WRITTEN INSTRUCTION -
Reproduce nothing but the closing run of lines: the line with "task | put one marker on every instance of the white" and each line that follows it to the end of the data.

AVAILABLE RECORDS -
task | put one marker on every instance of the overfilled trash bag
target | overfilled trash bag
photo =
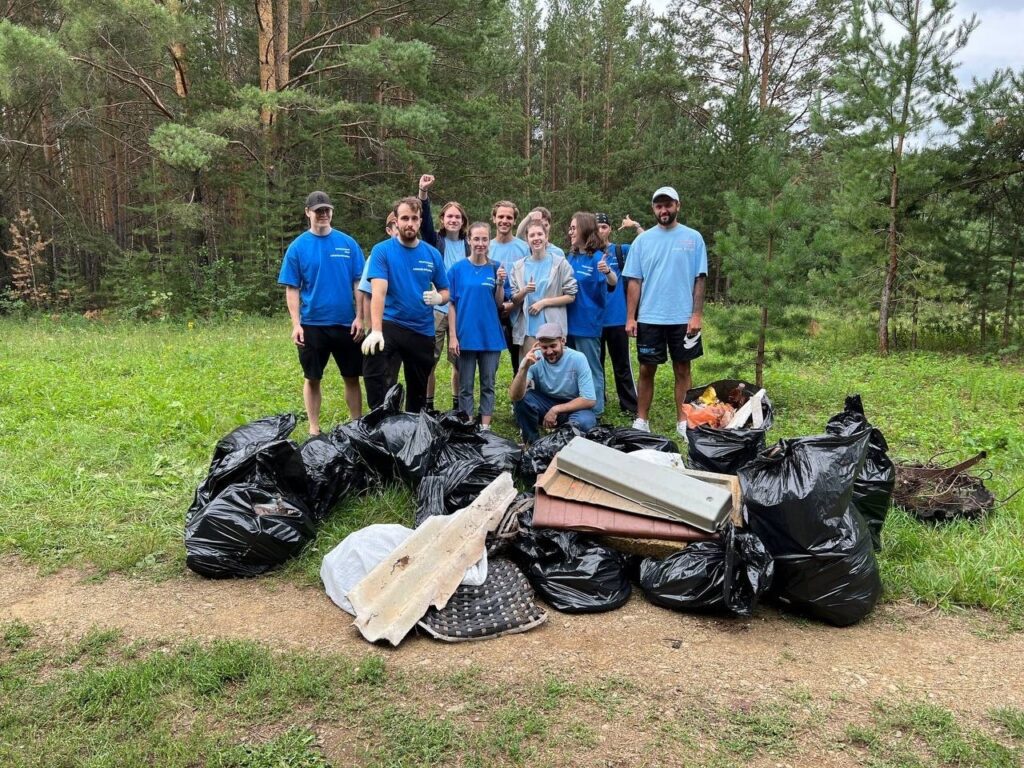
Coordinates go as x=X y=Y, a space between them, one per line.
x=725 y=451
x=798 y=499
x=369 y=442
x=454 y=488
x=260 y=431
x=246 y=530
x=872 y=491
x=254 y=454
x=537 y=458
x=333 y=471
x=500 y=452
x=416 y=457
x=726 y=574
x=571 y=571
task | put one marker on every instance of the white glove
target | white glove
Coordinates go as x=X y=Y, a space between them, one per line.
x=373 y=343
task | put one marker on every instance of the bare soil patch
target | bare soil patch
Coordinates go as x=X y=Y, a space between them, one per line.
x=964 y=662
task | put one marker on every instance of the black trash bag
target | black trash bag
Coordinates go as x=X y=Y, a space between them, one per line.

SOLUTION TO THIS PROBLEM -
task | put one marker on every instance of the white glove
target | white glove
Coordinates go as x=X y=Y, a space between them, one per line.
x=373 y=343
task | put one marker on every instance of the bare soil patch
target | bare soil patch
Coordinates go as x=X y=Y, a space between them, one per line.
x=964 y=662
task | put one marker on every instance of the black trash bag
target | black trash bag
Coordinates go as x=X y=Y, a space between them, one per line.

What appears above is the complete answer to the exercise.